*WORK TO BE COMPLETED:*
Rewrite the lines from the one containing "Identify the black belt" through the end of the records, putting "brown belt" in place of "black belt" and leaving everything else unchanged.

*PROVIDED DATA:*
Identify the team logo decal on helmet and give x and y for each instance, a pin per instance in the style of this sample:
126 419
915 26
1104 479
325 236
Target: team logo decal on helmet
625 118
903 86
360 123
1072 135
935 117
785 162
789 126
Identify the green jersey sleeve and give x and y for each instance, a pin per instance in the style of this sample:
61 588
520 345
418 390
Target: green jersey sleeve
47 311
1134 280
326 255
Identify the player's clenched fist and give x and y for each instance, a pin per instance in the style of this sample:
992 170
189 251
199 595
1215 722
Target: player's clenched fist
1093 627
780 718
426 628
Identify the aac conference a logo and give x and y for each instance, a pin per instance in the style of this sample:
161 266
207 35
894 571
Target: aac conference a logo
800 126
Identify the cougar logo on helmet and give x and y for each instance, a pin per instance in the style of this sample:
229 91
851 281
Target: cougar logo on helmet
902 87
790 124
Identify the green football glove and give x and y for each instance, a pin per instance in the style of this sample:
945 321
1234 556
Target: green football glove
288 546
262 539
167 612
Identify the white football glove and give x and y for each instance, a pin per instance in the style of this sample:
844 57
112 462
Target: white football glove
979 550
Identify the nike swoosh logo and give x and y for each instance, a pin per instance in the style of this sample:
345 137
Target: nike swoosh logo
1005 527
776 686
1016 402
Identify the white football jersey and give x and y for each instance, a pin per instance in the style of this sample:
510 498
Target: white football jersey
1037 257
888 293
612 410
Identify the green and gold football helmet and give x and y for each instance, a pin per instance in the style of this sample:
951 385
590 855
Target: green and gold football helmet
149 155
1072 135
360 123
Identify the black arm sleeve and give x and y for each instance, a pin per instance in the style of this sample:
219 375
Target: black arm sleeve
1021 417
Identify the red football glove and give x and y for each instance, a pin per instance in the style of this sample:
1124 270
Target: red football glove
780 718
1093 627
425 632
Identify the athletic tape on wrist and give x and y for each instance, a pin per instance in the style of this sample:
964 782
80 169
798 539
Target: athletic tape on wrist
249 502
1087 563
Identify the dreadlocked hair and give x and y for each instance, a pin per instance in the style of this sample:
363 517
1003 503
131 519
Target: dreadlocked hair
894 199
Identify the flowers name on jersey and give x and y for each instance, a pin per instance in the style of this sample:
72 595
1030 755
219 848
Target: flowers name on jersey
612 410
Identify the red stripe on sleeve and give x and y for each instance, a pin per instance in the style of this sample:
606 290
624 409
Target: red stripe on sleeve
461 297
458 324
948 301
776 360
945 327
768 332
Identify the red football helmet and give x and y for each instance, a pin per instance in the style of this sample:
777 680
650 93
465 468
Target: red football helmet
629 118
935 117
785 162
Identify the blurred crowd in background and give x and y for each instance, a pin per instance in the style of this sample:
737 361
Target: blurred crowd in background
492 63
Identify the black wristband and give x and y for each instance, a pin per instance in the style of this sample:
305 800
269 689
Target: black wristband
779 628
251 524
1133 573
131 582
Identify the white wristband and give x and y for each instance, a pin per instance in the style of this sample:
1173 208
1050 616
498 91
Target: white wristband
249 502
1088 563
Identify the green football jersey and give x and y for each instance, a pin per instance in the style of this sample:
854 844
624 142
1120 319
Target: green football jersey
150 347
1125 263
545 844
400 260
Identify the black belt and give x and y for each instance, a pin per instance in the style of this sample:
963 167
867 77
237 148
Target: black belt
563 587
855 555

*PROBLEM SOLUTION:*
Identify the brown belt and give x and y for each instance, a pin per instance in the style of this sample:
963 167
867 77
237 148
Target: brown belt
563 587
855 555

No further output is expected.